_EXERCISE DIRECTIONS_: Write out, character for character, the stretch of the items from their first line through the line that contains "positive clicks: (214, 212)", including both of those lines.

_EXTRACTED INFORMATION_:
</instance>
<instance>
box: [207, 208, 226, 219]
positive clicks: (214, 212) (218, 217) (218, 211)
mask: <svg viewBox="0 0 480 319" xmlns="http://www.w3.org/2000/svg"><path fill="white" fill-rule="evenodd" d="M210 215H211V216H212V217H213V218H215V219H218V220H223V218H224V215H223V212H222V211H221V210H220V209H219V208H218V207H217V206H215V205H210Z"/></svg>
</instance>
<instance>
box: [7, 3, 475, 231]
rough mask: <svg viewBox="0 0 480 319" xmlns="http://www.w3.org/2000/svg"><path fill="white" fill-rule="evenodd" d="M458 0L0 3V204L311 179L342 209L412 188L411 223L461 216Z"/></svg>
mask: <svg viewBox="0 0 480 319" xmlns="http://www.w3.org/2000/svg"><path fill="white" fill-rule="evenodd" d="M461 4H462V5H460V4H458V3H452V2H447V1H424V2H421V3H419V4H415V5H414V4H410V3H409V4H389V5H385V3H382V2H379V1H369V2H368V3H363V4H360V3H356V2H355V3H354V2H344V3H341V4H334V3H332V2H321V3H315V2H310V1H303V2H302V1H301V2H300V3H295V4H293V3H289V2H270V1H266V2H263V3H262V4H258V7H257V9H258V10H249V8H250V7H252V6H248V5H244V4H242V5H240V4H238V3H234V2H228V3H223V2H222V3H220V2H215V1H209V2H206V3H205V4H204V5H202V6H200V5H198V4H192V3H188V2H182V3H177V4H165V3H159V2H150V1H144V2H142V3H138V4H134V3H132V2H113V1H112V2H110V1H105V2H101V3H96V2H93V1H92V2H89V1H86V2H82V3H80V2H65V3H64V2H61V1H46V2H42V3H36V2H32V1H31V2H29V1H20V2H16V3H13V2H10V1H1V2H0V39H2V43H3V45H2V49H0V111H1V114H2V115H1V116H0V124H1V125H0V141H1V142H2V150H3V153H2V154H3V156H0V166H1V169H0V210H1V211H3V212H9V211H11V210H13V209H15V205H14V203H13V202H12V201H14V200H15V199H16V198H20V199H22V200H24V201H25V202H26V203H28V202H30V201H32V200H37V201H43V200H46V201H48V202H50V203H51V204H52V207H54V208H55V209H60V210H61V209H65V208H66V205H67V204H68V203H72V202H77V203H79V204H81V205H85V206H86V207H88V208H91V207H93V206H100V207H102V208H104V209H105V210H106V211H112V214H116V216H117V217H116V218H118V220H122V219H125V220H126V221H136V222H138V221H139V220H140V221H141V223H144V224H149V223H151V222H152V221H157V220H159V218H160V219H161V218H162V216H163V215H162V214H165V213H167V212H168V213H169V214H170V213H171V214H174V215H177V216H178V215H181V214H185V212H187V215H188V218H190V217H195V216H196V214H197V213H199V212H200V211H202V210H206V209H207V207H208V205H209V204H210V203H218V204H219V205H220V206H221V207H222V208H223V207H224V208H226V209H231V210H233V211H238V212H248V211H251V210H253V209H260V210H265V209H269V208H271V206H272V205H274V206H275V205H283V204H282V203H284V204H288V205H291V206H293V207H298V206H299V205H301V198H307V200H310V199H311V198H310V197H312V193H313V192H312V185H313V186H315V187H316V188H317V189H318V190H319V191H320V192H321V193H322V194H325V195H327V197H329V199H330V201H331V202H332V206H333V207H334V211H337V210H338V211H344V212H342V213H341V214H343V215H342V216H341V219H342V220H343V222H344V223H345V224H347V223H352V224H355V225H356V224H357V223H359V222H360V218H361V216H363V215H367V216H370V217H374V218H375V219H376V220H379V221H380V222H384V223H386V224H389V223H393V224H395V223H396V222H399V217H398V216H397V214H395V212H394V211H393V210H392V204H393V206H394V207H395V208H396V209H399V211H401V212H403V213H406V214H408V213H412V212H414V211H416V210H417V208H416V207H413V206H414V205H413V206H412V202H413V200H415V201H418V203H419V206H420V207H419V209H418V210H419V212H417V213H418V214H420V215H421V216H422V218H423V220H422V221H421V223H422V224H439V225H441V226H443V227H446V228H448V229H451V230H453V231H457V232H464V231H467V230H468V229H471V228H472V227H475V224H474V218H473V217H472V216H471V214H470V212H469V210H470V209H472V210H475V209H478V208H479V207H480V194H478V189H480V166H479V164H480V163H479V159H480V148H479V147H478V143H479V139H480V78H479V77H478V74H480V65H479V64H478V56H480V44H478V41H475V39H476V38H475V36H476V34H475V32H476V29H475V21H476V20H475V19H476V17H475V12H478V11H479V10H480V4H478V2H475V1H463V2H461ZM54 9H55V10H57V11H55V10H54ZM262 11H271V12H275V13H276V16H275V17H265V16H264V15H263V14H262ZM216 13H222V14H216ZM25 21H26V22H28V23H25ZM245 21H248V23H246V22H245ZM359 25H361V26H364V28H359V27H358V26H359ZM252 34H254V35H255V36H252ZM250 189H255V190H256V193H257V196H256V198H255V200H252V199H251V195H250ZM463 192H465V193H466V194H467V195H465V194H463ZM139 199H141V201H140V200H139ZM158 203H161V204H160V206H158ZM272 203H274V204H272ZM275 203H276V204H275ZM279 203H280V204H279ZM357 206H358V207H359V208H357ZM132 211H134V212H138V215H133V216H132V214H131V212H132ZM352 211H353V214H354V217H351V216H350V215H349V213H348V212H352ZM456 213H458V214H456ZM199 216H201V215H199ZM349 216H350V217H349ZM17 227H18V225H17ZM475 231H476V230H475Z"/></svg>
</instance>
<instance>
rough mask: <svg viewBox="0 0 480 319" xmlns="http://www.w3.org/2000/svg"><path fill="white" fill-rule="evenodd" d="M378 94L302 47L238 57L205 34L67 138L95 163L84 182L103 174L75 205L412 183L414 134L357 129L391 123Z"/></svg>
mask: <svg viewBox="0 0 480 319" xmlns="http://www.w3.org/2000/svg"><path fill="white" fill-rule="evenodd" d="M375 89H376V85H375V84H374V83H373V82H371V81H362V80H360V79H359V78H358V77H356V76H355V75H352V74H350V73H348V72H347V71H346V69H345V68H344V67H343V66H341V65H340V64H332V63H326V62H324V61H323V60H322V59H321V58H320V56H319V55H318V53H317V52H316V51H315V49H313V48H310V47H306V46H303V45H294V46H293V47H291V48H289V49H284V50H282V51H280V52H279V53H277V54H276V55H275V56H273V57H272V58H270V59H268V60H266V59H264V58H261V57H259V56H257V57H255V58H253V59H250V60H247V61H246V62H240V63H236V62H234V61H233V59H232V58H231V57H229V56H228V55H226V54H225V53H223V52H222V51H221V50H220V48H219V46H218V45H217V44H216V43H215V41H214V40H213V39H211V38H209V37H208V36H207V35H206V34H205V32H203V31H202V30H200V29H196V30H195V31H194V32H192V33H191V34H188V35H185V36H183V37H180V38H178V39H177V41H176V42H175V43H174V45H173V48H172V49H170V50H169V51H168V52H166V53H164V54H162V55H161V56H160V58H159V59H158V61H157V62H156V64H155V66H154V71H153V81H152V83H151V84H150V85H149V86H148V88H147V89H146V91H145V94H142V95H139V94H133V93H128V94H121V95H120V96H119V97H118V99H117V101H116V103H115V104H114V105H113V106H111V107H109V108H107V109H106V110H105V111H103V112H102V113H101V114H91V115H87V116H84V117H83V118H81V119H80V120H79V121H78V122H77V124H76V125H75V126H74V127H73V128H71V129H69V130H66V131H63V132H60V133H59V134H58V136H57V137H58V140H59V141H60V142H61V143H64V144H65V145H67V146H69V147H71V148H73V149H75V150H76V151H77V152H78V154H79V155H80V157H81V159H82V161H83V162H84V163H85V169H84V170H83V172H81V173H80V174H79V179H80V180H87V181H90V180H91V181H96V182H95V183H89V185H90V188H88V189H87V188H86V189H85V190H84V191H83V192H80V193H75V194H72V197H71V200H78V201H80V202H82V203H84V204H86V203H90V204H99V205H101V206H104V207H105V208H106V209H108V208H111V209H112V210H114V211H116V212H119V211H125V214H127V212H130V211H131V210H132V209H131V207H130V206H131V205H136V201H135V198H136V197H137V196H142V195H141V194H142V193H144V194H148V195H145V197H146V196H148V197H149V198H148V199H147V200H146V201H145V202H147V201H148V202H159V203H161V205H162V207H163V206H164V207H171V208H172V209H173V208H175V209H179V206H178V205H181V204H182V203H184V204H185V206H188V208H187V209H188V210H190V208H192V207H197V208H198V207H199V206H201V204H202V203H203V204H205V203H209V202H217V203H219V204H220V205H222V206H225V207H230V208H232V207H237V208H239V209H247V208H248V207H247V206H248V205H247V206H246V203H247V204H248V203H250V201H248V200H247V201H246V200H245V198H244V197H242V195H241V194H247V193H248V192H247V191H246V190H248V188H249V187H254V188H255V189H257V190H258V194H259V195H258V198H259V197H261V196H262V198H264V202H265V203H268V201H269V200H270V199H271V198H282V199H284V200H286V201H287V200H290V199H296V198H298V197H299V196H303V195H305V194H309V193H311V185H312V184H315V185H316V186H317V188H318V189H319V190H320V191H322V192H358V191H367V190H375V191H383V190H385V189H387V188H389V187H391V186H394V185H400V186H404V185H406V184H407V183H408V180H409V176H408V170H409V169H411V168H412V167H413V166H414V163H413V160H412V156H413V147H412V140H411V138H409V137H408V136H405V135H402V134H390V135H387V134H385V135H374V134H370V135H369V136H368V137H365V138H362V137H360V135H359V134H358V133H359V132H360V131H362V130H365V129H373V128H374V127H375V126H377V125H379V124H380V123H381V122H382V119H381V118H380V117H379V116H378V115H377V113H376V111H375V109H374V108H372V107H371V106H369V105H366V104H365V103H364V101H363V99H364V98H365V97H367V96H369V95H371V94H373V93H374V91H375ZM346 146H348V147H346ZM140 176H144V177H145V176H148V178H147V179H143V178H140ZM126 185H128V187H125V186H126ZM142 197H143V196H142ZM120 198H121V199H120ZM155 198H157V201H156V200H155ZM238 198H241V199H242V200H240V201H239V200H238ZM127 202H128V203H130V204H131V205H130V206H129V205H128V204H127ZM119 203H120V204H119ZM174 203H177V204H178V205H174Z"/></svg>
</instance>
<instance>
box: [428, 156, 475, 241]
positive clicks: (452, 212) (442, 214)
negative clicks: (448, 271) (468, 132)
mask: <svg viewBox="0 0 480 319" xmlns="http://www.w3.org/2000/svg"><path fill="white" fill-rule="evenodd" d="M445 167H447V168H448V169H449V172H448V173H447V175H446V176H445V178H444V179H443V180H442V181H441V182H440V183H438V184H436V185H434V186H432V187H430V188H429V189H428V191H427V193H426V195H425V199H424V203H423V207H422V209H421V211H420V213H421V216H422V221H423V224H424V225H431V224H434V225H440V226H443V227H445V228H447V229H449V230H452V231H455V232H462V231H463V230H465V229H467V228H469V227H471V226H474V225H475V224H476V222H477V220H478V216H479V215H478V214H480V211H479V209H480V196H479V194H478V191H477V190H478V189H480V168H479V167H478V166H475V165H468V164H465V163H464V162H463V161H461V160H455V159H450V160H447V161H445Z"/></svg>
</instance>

_RESPONSE AREA_:
</instance>
<instance>
box: [207, 208, 226, 219]
positive clicks: (214, 212) (218, 217) (218, 211)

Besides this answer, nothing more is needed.